Given task 1 ->
In the text on electronic literary production, who has led the development of computer screens as a mass literary medium?
Given task 2 ->
Shorten the paragraph beginning "The written word has gone through" in the text on electronic literary production, keeping its main facts.
Given task 3 ->
Carry on the text on electronic literary production from its final sentence.

Taken as a social whole, the technology is young.
The written word has gone through millenia of social development; the printed word, about six centuries, the mass printed word, maybe three. The idea that computer screens can be a mass literary medium goes back maybe 25 years, a bit further back if one counts "visionaries." Its development has been led by computer programmers; but then, the craft of font development and the art of the printed page were led mainly by technicians, as well. I don't want to slam computer programmers here; one of the greatest, Donald Knuth, started a simple (hah!) project to make scientific and mathematical journals as aesthetically pleasing as their pre-electronic forms, and ended up creating a new computer language to handle it, reproducing the historical development of print in the process (as he has documented). That's just solving the relatively simple (hah!) problem of reproducing fonts and page layout for ultimate printing. Actually on a mass level* I find the development of this aspect of electronic literary production (electronic form to mass print form) to be extraordinary. But then, it involves the final destruction of a centuries-old craft guild, a destruction which was accelerated under capitalism, as one must of course expect, so its development follows the internal logic of capitalist production.

Data records ->
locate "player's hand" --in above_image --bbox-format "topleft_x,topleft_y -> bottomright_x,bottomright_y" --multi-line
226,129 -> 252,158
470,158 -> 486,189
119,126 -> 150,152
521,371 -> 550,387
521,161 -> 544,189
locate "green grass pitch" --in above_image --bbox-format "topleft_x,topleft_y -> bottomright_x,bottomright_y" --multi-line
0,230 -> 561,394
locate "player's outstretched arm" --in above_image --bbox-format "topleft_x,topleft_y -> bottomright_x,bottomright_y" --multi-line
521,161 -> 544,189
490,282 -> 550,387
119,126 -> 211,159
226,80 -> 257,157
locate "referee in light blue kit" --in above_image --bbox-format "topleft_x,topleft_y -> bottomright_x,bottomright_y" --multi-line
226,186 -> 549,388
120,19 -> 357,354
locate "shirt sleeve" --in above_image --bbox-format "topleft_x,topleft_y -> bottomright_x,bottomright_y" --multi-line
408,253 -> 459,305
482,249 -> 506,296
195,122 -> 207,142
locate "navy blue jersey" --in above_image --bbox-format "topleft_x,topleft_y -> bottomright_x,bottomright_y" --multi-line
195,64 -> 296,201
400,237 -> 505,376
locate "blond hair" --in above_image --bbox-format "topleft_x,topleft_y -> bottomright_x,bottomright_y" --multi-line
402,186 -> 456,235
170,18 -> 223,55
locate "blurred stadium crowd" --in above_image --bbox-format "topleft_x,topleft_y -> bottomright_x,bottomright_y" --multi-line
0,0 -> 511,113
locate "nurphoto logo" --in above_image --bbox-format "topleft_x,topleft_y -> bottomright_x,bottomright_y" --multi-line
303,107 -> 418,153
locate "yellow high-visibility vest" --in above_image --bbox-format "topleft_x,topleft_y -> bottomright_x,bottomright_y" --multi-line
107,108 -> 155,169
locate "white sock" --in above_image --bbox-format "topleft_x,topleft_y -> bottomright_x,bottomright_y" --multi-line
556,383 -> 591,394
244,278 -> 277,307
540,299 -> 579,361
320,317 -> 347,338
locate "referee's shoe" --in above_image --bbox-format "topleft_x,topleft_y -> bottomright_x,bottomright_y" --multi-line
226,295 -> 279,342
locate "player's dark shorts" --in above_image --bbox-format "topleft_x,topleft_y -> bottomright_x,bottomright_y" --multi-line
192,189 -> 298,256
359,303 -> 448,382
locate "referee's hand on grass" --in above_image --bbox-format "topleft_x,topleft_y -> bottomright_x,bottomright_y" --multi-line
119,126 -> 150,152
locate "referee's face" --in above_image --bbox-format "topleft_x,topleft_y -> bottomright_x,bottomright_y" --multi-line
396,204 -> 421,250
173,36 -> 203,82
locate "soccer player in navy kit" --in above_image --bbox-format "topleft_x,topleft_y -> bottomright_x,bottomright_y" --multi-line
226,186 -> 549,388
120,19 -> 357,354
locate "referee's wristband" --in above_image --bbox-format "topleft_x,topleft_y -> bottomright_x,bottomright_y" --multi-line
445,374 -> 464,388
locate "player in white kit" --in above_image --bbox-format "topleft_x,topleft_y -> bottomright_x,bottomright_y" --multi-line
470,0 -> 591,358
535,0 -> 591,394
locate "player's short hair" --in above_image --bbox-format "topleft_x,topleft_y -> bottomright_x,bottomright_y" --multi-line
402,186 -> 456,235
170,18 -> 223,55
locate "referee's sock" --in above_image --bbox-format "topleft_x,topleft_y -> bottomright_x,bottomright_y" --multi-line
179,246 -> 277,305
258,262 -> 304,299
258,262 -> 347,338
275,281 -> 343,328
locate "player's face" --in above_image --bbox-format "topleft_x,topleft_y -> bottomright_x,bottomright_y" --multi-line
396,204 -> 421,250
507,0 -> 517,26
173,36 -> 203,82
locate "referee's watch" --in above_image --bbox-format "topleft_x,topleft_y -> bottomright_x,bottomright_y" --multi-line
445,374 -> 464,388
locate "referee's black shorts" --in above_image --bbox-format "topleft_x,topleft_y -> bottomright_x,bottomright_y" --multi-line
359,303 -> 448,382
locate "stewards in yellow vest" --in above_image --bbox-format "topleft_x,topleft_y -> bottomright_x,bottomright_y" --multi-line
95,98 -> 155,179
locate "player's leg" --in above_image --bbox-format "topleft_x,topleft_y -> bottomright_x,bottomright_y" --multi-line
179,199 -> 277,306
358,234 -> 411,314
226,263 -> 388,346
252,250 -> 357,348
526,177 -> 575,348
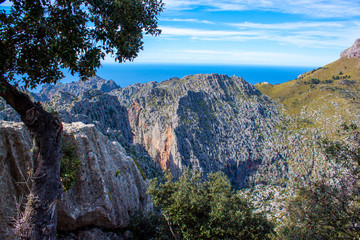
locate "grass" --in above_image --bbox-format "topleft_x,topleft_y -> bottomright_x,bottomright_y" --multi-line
255,58 -> 360,137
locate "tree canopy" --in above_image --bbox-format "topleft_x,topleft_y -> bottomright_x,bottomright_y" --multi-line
0,0 -> 164,239
0,0 -> 164,88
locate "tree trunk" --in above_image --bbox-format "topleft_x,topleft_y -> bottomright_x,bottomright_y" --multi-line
0,80 -> 62,240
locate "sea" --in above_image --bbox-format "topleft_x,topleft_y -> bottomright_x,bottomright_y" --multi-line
54,63 -> 317,87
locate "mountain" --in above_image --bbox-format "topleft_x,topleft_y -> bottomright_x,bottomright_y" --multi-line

Expected answer 1 ->
Computer programmers.

Expected answer 2 ->
The written word has developed over millennia, the printed word over about six centuries, and the mass printed word over perhaps three. The idea of computer screens as a mass literary medium is only about 25 years old. Programmers have led its development, much as technicians led font design and page layout. Donald Knuth set out to make scientific and mathematical journals as attractive as their pre-electronic forms. In the process he created a new computer language and retraced the historical development of print. The move from electronic form to mass print has developed remarkably. It has also destroyed a centuries-old craft guild, a destruction that capitalism accelerated and whose course follows the logic of capitalist production.

Expected answer 3 ->
The development of exquisitely legible and readable computer screens? Not so clear. Right now, it looks like they are seen as consumer end products. This is actually not a good place to be. Propaganda aside, under capitalism the crucible of technological development is not in the creation of end consumer products, but goods that aid in production (including goods that aid in control of production). But make this kind of gizmo absolutely necessary for efficient sales or production control or whatever and watch the technology take off.
A third avenue, beyond technological developments toward improved investment capital goods or improved consumption goods--technical change as a result of explicit policy needs set by the state--is possible, but historically this has hardly existed outside of developments for war. But war needs have of course been very important (OK, an understatement) as an engine for technological development, so if someone decides nice readable computer screens are absolutely necessary for "defense," we may see incredibly rapid changes.
Capitalism is fucking good at technological change. Socially useful technological change? Only if it corresponds to the needs of capital. Sorry if this all led to me reiterating the obvious... but it's a hell of a system, isn't it?
*Although the Knuth example involves a relatively unimportant (to capital) niche market. Which is why Knuth was on his own.
On Mon, Aug 2, 2010 at 4:48 PM, Doug Henwood <dhenwood at panix.com> wrote:
> The other day, when I was trying to recall Harold Bloom's argument about why Yeats's "The Second Coming" is a reactionary poem, Michael Pollak helpfully scanned and posted the passage. I tried reading it and felt very frustrated - it was all passing me ...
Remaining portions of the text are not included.